**PROBLEM DESCRIPTION:** Starting at the line that contains "# point: green shrub" and ending at the end of the entries, reproduce every line, requests included. Offset each coordinate pair by adding 13 to both of its numbers.

— Start of SOURCE DATA —

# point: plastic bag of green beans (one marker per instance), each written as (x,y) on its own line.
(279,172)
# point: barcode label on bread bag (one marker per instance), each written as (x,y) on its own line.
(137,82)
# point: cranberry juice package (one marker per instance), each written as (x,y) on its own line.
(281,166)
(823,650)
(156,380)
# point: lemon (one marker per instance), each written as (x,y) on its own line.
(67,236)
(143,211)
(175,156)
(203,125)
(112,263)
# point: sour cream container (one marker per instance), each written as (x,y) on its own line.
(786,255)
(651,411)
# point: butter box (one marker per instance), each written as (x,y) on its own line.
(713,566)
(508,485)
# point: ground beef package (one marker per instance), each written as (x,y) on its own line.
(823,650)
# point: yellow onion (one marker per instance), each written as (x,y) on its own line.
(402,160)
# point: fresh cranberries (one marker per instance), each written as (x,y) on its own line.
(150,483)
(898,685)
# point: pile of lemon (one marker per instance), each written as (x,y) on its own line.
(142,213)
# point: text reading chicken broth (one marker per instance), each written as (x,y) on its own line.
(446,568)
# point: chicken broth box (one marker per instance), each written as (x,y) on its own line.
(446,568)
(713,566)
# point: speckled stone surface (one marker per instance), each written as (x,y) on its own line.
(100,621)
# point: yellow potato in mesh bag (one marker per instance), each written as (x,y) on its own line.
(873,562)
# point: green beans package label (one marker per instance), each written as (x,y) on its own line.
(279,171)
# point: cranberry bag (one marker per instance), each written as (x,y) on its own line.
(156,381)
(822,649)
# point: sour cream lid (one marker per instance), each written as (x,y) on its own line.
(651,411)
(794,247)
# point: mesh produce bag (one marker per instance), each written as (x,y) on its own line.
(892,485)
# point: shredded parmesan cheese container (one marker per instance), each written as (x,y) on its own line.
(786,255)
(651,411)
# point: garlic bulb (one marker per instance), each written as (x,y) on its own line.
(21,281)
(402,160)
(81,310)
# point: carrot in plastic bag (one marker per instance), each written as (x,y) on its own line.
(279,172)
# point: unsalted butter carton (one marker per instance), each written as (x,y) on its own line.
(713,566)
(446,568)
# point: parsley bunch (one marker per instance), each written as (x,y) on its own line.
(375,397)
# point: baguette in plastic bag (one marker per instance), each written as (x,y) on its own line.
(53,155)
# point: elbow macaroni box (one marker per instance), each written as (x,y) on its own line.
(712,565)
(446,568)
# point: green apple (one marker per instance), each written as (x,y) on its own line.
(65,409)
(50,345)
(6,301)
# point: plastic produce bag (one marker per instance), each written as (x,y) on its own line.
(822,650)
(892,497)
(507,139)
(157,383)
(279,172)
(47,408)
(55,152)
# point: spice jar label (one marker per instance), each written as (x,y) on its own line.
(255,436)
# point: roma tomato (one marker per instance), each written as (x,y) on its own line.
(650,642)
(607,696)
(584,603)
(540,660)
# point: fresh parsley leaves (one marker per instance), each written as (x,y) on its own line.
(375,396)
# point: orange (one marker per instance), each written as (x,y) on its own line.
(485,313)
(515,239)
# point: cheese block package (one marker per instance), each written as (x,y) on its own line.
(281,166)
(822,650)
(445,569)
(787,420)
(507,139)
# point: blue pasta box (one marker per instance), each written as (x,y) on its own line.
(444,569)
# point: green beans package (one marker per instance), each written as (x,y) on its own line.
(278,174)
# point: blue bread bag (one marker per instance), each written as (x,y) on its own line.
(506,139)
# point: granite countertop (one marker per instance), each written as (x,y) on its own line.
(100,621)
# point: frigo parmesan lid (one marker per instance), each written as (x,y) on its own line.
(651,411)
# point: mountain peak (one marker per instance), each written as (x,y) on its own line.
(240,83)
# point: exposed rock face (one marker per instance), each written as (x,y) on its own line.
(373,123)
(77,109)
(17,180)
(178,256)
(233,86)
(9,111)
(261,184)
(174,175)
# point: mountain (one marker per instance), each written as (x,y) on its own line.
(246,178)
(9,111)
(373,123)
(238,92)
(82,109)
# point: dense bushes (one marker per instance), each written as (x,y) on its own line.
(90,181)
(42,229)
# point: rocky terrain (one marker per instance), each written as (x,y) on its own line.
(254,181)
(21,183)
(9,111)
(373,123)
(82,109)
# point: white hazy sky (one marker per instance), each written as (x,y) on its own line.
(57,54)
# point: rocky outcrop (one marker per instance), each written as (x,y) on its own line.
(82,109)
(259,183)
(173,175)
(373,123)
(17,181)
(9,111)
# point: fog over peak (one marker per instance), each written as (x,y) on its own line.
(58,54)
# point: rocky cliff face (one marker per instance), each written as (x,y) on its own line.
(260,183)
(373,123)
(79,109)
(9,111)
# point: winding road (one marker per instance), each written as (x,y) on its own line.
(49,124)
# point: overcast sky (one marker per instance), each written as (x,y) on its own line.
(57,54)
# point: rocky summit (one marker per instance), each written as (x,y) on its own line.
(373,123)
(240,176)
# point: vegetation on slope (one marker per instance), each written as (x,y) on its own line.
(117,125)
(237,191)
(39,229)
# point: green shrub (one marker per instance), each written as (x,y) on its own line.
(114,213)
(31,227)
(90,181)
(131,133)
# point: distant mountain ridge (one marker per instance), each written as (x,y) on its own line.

— End of SOURCE DATA —

**COMPLETE RESPONSE:**
# point: green shrub (one marker per instance), each written as (x,y) on its own line.
(127,226)
(44,240)
(103,194)
(144,146)
# point: distant mountain ridge (one marker per instance), each written as (x,y) on its own line.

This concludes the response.